Type out the records again, exactly as they are.

┄┄┄┄┄┄┄┄┄┄┄┄┄┄┄┄┄┄┄┄

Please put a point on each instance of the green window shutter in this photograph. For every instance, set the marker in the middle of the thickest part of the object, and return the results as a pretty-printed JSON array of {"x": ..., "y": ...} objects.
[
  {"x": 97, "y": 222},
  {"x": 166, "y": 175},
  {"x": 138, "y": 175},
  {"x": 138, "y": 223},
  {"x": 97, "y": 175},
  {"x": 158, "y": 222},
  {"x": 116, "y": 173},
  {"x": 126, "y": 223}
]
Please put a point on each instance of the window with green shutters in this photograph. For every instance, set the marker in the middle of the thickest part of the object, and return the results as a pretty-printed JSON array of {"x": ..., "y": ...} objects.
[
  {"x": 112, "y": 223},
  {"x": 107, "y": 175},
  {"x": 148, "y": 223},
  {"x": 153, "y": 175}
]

┄┄┄┄┄┄┄┄┄┄┄┄┄┄┄┄┄┄┄┄

[Your solution]
Please put a point on each instance of the green window shutter in this photograph. For every instance, set the marker in the middle of the thickest part of the object, and return the results as a pretty-printed JSON array of {"x": ..., "y": ...} objects.
[
  {"x": 97, "y": 222},
  {"x": 166, "y": 175},
  {"x": 138, "y": 175},
  {"x": 138, "y": 223},
  {"x": 97, "y": 175},
  {"x": 158, "y": 222},
  {"x": 116, "y": 173},
  {"x": 126, "y": 223}
]
Please put a point on each instance of the window with green shutters in this photograph. For every instance, set the marker in the middle of the thickest part of the object, and return the results as a pretty-printed JSON array of {"x": ..., "y": ...} objects.
[
  {"x": 112, "y": 223},
  {"x": 107, "y": 175},
  {"x": 148, "y": 223},
  {"x": 153, "y": 175}
]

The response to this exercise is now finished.